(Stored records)
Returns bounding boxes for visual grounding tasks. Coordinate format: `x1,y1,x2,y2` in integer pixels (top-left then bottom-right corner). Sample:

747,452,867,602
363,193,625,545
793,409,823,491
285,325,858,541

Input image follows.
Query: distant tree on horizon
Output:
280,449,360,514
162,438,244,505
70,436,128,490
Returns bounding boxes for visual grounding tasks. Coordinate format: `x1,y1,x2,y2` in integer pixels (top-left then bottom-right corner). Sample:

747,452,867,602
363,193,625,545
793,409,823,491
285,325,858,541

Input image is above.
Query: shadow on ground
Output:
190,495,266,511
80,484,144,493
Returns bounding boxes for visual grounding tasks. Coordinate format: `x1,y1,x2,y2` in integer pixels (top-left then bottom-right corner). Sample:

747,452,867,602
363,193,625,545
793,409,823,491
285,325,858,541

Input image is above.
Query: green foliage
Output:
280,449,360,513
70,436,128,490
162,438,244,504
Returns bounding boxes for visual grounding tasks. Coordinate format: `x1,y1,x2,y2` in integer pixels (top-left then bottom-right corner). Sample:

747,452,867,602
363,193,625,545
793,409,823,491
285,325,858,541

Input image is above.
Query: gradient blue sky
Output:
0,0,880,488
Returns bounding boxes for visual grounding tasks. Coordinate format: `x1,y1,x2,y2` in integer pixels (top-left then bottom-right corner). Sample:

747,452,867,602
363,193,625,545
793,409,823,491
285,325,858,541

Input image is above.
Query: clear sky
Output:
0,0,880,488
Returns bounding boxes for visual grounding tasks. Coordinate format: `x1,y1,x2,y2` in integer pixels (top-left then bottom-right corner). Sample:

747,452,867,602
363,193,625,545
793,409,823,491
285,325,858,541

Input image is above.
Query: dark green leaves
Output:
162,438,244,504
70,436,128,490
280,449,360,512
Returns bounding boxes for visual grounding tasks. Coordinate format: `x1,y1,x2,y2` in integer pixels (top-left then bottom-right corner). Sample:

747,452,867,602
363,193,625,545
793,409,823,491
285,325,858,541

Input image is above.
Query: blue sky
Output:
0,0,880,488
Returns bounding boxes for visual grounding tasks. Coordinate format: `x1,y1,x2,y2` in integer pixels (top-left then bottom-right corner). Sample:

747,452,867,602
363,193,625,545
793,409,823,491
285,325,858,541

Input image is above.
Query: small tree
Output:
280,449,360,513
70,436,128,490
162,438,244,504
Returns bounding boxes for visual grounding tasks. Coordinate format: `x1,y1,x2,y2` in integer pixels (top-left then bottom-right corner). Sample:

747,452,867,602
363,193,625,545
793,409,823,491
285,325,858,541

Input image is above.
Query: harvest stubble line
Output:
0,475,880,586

What this task involves >>
Find every line in the records above that holds the word "tree", and copy each of those lines.

Reply >>
Query: distant tree on horizon
Query: small tree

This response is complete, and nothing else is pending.